→ **TAREFAS A REALIZAR**
1. Responda com base no texto sobre o anticiclone dos Açores:
(a) Segundo Agreste, estamos a ter o melhor inverno desde que década?
(b) Que palavra HotSpot considera estar a ser mal interpretada?
(c) Que vento Veterano diz não recordar, nesta época do ano, da sua adolescência?
2. Extraia do texto sobre o anticiclone dos Açores, sem alterações, o trecho que abre com as palavras "## HotSpot (28" e fecha com "2010 às 19:17)".

### TEXTO PARA LEITURA ###

# Mau tempo: culpa é do anticiclone dos Açores



## rijo (28 Fev 2010 às 07:09)

---


----------



## blood4 (28 Fev 2010 às 14:11)

ás vezes o AA é problema porque origina secas
agora é problema porque deixa as tempestades entrar
nunca está bem o raio do anticiclone xDD


----------



## Agreste (28 Fev 2010 às 15:02)

O tempo das notícias não é o tempo do tempo. Se não acontece já deixa de ter interesse. Estamos a ter o melhor inverno desde os anos 60, deixem o Anticiclone do Açores sossegado lá no sudoeste do Atlântico.


----------



## HotSpot (28 Fev 2010 às 18:17)

Acho que está a ser interpretada mal a palavra "culpa". 

E claro que é ele o "culpado" tanto por esta chuva como por situações de seca. Nunca foi novidade e daqui para o futuro vai ser igual.


----------



## Veterano (28 Fev 2010 às 19:17)

Tanto vento sul/sudoeste nesta época do ano, não é disto que me recordo na minha adolescência.

 A mudança estará a acontecer, mas talvez para um novo padrão...

 A "culpa" deixará de ser do anticiclone dos Açores?


----------

### CONJUNTO DE DADOS ###

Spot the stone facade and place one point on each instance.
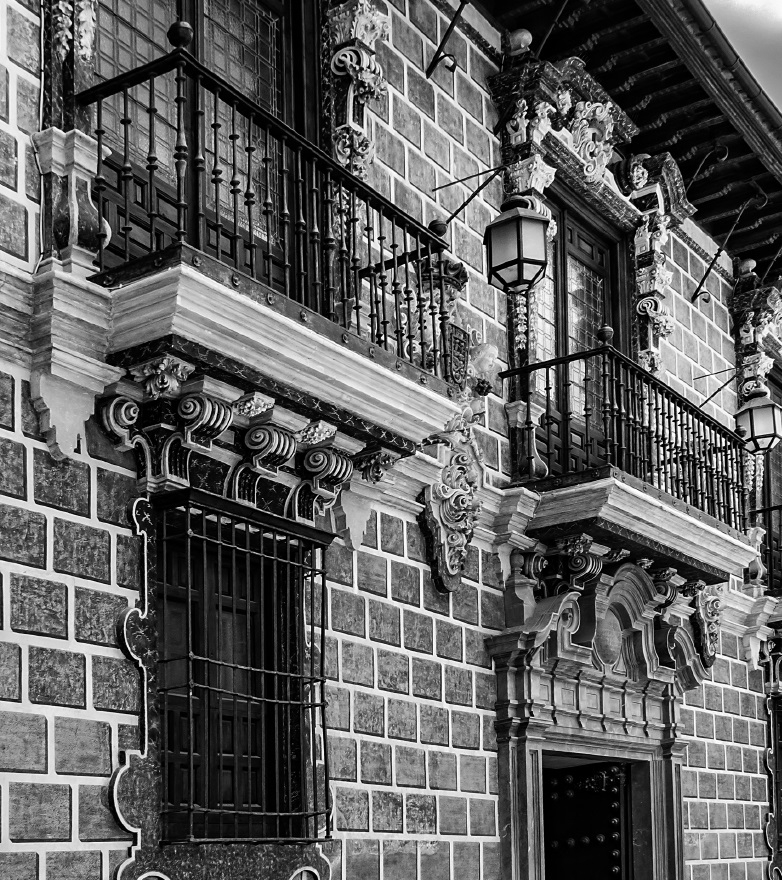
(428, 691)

###
### CONJUNTO DE DADOS ###

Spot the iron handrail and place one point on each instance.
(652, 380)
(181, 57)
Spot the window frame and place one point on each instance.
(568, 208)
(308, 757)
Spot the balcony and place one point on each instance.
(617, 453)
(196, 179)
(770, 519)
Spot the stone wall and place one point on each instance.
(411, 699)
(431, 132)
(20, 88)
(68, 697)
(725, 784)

###
### CONJUNTO DE DADOS ###

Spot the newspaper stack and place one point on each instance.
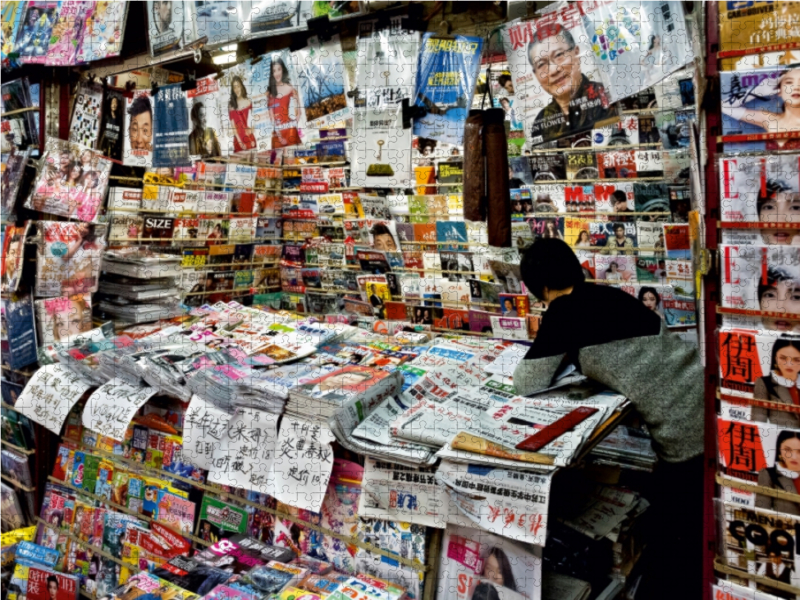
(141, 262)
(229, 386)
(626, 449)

###

→ **RESPOSTAS AOS EXERCÍCIOS**
1.
(a) Desde os anos 60.
(b) A palavra "culpa".
(c) Vento sul/sudoeste.

2.
## HotSpot (28 Fev 2010 às 18:17)

Acho que está a ser interpretada mal a palavra "culpa". 

E claro que é ele o "culpado" tanto por esta chuva como por situações de seca. Nunca foi novidade e daqui para o futuro vai ser igual.


----------



## Veterano (28 Fev 2010 às 19:17)